→ Directions: Count how many lines of the records contain the word "green", with case counting, and give only that number.

[Data pulled from a collection]
____________

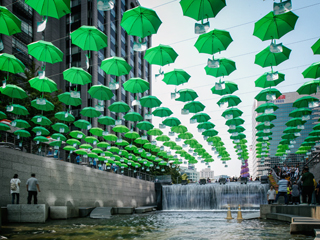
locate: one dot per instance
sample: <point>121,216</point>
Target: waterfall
<point>214,196</point>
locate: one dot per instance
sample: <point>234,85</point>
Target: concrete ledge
<point>60,212</point>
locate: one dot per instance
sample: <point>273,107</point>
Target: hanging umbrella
<point>140,22</point>
<point>160,55</point>
<point>77,75</point>
<point>14,91</point>
<point>162,112</point>
<point>269,79</point>
<point>89,38</point>
<point>115,66</point>
<point>68,100</point>
<point>213,41</point>
<point>187,95</point>
<point>226,67</point>
<point>46,106</point>
<point>100,92</point>
<point>200,10</point>
<point>90,112</point>
<point>45,52</point>
<point>273,26</point>
<point>194,107</point>
<point>176,77</point>
<point>136,85</point>
<point>150,101</point>
<point>43,84</point>
<point>266,58</point>
<point>119,107</point>
<point>10,23</point>
<point>10,63</point>
<point>228,88</point>
<point>268,94</point>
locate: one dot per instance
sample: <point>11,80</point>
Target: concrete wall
<point>66,184</point>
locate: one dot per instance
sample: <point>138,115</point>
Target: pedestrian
<point>15,188</point>
<point>271,194</point>
<point>282,190</point>
<point>32,186</point>
<point>307,185</point>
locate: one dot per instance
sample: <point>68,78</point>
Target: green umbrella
<point>171,122</point>
<point>136,85</point>
<point>45,51</point>
<point>273,26</point>
<point>90,112</point>
<point>268,94</point>
<point>200,10</point>
<point>150,101</point>
<point>162,112</point>
<point>77,75</point>
<point>226,67</point>
<point>304,101</point>
<point>43,84</point>
<point>160,55</point>
<point>140,22</point>
<point>68,100</point>
<point>106,120</point>
<point>213,41</point>
<point>64,116</point>
<point>14,91</point>
<point>100,92</point>
<point>133,117</point>
<point>176,77</point>
<point>56,9</point>
<point>89,38</point>
<point>10,23</point>
<point>145,125</point>
<point>41,120</point>
<point>269,79</point>
<point>194,107</point>
<point>119,107</point>
<point>266,58</point>
<point>44,106</point>
<point>223,88</point>
<point>115,66</point>
<point>10,63</point>
<point>187,95</point>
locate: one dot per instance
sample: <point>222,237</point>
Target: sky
<point>238,17</point>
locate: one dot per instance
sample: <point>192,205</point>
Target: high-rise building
<point>285,104</point>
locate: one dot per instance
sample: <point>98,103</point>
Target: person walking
<point>15,188</point>
<point>32,186</point>
<point>307,185</point>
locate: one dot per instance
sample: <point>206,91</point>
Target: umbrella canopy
<point>150,102</point>
<point>10,63</point>
<point>68,100</point>
<point>213,41</point>
<point>100,92</point>
<point>273,26</point>
<point>43,84</point>
<point>160,55</point>
<point>136,85</point>
<point>140,22</point>
<point>267,58</point>
<point>115,66</point>
<point>77,75</point>
<point>176,77</point>
<point>89,38</point>
<point>45,52</point>
<point>200,10</point>
<point>56,9</point>
<point>226,67</point>
<point>10,23</point>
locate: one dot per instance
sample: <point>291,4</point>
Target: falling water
<point>214,196</point>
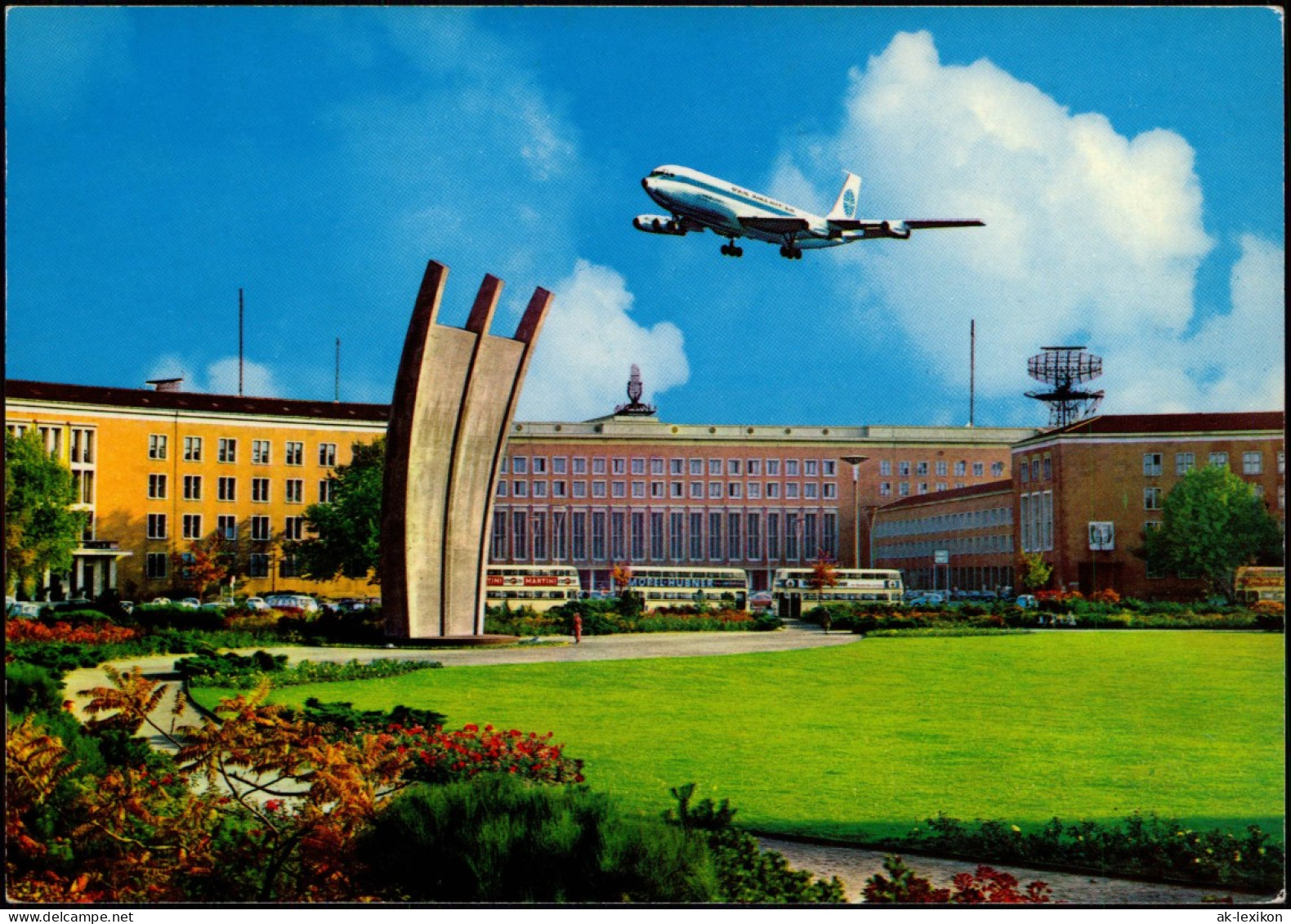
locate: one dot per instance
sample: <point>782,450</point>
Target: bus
<point>1257,583</point>
<point>681,586</point>
<point>536,586</point>
<point>792,589</point>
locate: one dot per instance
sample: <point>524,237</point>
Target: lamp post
<point>855,461</point>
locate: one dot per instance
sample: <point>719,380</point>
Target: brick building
<point>1112,474</point>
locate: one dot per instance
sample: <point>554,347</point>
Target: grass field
<point>868,739</point>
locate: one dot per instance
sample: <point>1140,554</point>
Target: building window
<point>618,543</point>
<point>154,565</point>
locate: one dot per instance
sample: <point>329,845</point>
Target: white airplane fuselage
<point>717,204</point>
<point>696,202</point>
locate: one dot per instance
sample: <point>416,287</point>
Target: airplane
<point>696,202</point>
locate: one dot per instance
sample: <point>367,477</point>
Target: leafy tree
<point>1213,523</point>
<point>824,574</point>
<point>1033,570</point>
<point>347,531</point>
<point>206,563</point>
<point>40,529</point>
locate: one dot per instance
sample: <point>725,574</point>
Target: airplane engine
<point>659,225</point>
<point>896,230</point>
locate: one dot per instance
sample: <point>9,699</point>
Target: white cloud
<point>1090,236</point>
<point>218,377</point>
<point>587,349</point>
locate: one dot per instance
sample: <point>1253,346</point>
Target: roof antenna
<point>239,341</point>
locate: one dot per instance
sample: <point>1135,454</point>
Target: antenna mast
<point>1065,368</point>
<point>239,341</point>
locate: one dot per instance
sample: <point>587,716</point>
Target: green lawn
<point>870,739</point>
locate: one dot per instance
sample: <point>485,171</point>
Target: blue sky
<point>1128,164</point>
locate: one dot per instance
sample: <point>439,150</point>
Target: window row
<point>714,491</point>
<point>677,467</point>
<point>1253,463</point>
<point>226,527</point>
<point>639,536</point>
<point>226,488</point>
<point>226,451</point>
<point>959,545</point>
<point>945,523</point>
<point>940,467</point>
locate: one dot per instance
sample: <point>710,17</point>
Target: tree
<point>1033,570</point>
<point>40,528</point>
<point>824,574</point>
<point>347,529</point>
<point>1213,523</point>
<point>204,565</point>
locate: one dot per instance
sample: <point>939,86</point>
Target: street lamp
<point>855,461</point>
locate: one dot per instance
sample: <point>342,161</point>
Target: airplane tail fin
<point>847,198</point>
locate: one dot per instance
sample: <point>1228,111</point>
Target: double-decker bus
<point>793,590</point>
<point>536,586</point>
<point>685,586</point>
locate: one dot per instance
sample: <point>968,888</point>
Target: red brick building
<point>1086,494</point>
<point>972,525</point>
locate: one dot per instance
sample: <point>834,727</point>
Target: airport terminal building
<point>158,469</point>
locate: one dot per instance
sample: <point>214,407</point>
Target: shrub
<point>503,841</point>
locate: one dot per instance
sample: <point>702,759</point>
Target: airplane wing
<point>775,225</point>
<point>872,225</point>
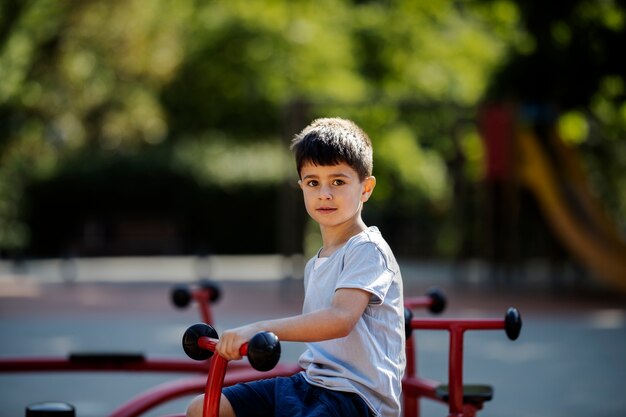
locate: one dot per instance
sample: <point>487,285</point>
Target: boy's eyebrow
<point>338,174</point>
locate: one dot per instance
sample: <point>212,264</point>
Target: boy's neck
<point>336,237</point>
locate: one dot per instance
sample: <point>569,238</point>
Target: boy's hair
<point>331,141</point>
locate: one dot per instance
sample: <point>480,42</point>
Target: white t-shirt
<point>370,361</point>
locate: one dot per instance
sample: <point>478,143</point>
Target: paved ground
<point>569,361</point>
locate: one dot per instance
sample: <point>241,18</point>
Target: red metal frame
<point>415,387</point>
<point>238,371</point>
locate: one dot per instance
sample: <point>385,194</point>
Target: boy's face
<point>334,194</point>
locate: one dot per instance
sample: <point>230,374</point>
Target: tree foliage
<point>206,81</point>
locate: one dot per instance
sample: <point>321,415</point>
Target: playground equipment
<point>531,154</point>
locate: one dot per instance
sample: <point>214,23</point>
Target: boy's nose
<point>325,193</point>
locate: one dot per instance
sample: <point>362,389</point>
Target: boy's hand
<point>231,340</point>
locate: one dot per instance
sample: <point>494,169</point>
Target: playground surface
<point>569,360</point>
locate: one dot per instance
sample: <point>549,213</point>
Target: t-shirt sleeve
<point>365,267</point>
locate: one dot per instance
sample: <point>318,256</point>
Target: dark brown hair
<point>331,141</point>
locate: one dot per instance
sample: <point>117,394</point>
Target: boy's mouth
<point>326,210</point>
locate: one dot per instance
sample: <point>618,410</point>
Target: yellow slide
<point>584,229</point>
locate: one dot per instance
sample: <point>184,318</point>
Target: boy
<point>352,318</point>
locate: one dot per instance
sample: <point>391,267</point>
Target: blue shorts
<point>292,397</point>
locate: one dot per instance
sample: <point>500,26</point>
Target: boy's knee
<point>195,407</point>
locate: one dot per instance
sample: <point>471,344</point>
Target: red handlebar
<point>263,352</point>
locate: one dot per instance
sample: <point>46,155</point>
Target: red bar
<point>53,364</point>
<point>465,324</point>
<point>420,301</point>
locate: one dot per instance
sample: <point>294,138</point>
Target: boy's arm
<point>338,320</point>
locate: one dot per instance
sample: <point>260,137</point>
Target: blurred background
<point>148,142</point>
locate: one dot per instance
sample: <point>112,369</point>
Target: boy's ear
<point>368,187</point>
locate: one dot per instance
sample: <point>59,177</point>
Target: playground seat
<point>472,394</point>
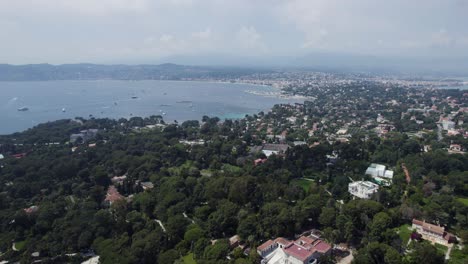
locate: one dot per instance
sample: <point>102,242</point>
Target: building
<point>112,196</point>
<point>234,241</point>
<point>380,174</point>
<point>455,148</point>
<point>270,149</point>
<point>147,185</point>
<point>362,189</point>
<point>448,125</point>
<point>31,210</point>
<point>433,233</point>
<point>305,250</point>
<point>84,135</point>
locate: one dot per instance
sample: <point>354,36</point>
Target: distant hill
<point>167,71</point>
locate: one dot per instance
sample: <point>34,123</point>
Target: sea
<point>174,100</point>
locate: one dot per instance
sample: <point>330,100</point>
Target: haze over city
<point>220,32</point>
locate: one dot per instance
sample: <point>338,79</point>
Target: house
<point>270,149</point>
<point>259,161</point>
<point>433,233</point>
<point>118,180</point>
<point>305,250</point>
<point>19,155</point>
<point>147,185</point>
<point>112,195</point>
<point>299,143</point>
<point>456,148</point>
<point>362,189</point>
<point>380,174</point>
<point>234,241</point>
<point>447,124</point>
<point>85,135</point>
<point>31,210</point>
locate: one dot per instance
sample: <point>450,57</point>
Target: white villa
<point>380,174</point>
<point>362,189</point>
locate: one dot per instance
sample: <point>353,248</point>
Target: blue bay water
<point>113,99</point>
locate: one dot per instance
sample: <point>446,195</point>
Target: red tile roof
<point>265,245</point>
<point>322,247</point>
<point>299,252</point>
<point>113,195</point>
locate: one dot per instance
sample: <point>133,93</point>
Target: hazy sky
<point>113,31</point>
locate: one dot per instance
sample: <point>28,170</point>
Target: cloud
<point>249,39</point>
<point>96,30</point>
<point>76,7</point>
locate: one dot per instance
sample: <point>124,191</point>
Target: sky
<point>147,31</point>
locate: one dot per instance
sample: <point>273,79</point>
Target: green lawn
<point>404,232</point>
<point>305,184</point>
<point>188,259</point>
<point>463,200</point>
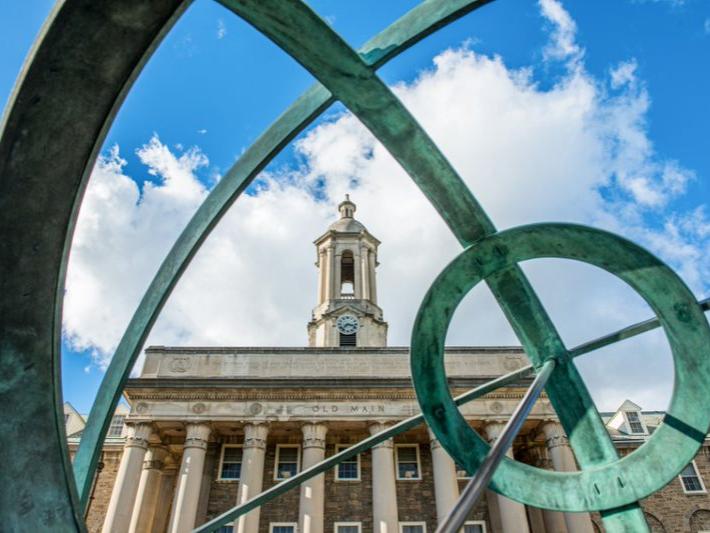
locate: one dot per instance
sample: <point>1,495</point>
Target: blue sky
<point>215,84</point>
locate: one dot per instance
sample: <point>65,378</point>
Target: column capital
<point>554,434</point>
<point>433,441</point>
<point>255,436</point>
<point>378,427</point>
<point>314,435</point>
<point>138,434</point>
<point>197,435</point>
<point>155,457</point>
<point>492,430</point>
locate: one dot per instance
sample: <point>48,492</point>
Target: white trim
<point>276,460</point>
<point>396,463</point>
<point>628,422</point>
<point>356,524</point>
<point>476,523</point>
<point>339,448</point>
<point>221,461</point>
<point>272,525</point>
<point>700,479</point>
<point>401,524</point>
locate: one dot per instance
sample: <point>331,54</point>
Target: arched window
<point>347,275</point>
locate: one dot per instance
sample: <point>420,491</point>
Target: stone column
<point>446,487</point>
<point>252,476</point>
<point>384,489</point>
<point>329,273</point>
<point>357,275</point>
<point>322,269</point>
<point>554,521</point>
<point>165,494</point>
<point>123,495</point>
<point>187,491</point>
<point>365,271</point>
<point>512,515</point>
<point>563,461</point>
<point>148,488</point>
<point>373,278</point>
<point>312,503</point>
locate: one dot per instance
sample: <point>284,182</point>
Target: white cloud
<point>574,152</point>
<point>563,45</point>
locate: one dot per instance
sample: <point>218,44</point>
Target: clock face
<point>347,324</point>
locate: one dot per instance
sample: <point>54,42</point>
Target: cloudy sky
<point>548,111</point>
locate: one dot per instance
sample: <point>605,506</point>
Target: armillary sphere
<point>68,94</point>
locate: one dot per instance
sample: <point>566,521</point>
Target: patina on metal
<point>626,480</point>
<point>75,81</point>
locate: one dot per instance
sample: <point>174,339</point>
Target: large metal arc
<point>409,29</point>
<point>67,95</point>
<point>627,480</point>
<point>304,36</point>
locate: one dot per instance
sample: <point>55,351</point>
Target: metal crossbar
<point>362,446</point>
<point>478,483</point>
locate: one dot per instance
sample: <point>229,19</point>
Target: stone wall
<point>671,510</point>
<point>102,490</point>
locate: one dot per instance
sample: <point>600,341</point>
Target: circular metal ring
<point>669,449</point>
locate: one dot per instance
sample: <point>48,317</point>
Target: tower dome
<point>347,314</point>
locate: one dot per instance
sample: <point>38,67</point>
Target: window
<point>408,462</point>
<point>461,472</point>
<point>347,275</point>
<point>347,527</point>
<point>474,526</point>
<point>282,527</point>
<point>116,427</point>
<point>230,463</point>
<point>287,459</point>
<point>348,470</point>
<point>635,425</point>
<point>412,527</point>
<point>348,340</point>
<point>690,478</point>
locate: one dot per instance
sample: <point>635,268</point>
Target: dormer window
<point>633,422</point>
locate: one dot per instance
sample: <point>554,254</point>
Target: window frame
<point>481,523</point>
<point>272,525</point>
<point>402,524</point>
<point>396,462</point>
<point>111,426</point>
<point>350,524</point>
<point>276,463</point>
<point>697,474</point>
<point>221,463</point>
<point>339,448</point>
<point>644,429</point>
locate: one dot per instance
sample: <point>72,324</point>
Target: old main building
<point>207,428</point>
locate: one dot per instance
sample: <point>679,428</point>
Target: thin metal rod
<point>625,333</point>
<point>355,449</point>
<point>470,495</point>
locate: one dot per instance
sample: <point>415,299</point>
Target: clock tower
<point>347,314</point>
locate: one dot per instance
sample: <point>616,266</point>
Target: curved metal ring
<point>612,485</point>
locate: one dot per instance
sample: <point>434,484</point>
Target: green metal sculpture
<point>42,177</point>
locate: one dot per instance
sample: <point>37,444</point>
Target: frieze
<point>296,395</point>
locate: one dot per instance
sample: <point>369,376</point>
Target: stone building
<point>206,428</point>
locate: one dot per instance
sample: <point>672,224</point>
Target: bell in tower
<point>347,314</point>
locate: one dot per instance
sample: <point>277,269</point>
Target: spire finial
<point>347,207</point>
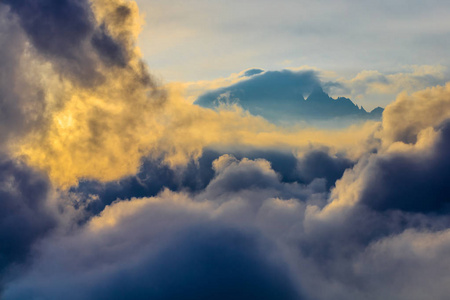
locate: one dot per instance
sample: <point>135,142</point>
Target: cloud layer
<point>112,187</point>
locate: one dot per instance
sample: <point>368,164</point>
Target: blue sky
<point>201,39</point>
<point>115,184</point>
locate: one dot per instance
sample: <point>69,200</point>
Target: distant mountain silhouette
<point>279,97</point>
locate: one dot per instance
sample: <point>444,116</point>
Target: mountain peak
<point>317,95</point>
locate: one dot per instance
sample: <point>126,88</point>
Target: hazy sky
<point>201,39</point>
<point>115,186</point>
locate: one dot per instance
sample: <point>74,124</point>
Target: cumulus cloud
<point>26,214</point>
<point>112,186</point>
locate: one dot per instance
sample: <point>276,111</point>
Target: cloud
<point>175,200</point>
<point>26,215</point>
<point>194,258</point>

____________

→ Solution: 4